- _TEXTE FOURNI_
Deux fois Palme d’or à Cannes en seulement six long-métrages ! Le réalisateur suédois a de quoi intriguer… ou plutôt nous faire réfléchir. A seulement 48 ans, il est parvenu à imprimer sa signature avec son regard incisif et son humour corrosif sur les petites lâchetés de notre monde contemporain. Ces deux palmes d’or étant très inspirées par l’univers du luxe – le marché de l’art pour la première et l’influence mode pour la seconde- nous ne pouvions passer à côté.
L’année dernière – soit cinq ans après avoir reçu une palme d’or à Cannes pour son film The Square (2017) – Ruben Östlund remportait sa deuxième Palme d’or pour son sixième film Sans Filtre/Triangle of Sadness (2022).
Première dans l’histoire du festival, le lauréat du grand prix est celui qui décide cette année de son successeur en tant que Président du jury.

- _EXTRAIT DE DONNÉES_
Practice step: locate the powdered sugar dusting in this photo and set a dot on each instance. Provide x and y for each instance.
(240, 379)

- _CONSIGNES DE L'EXERCICE_
Pouvez-vous poursuivre le texte sur Ruben Östlund à partir de sa dernière phrase ? Ce matériel n'est pas nécessaire.

- _RÉPONSE PROPOSÉE_
Deux Palmes d’Or… consécutives
Ne vous fiez pas à son air gentil de GO du Club Med tout sourire, Ruben Östlund est un provocateur né – façon Monty Python survolté – qui a l’habitude de descendre tout schuss pentes enneigées… et faux semblants.
D’ailleurs, ne lui parlez pas non plus du “modèle suédois”, son pays natal. La confiance (perdue) des sociétés nordiques, il en a fait le sujet de prédilection de ses premiers films – à la manière d’un rêve américain dynamité par des Denys Arcand, Ken Loach, Oliver Stone ou encore Michael Moore.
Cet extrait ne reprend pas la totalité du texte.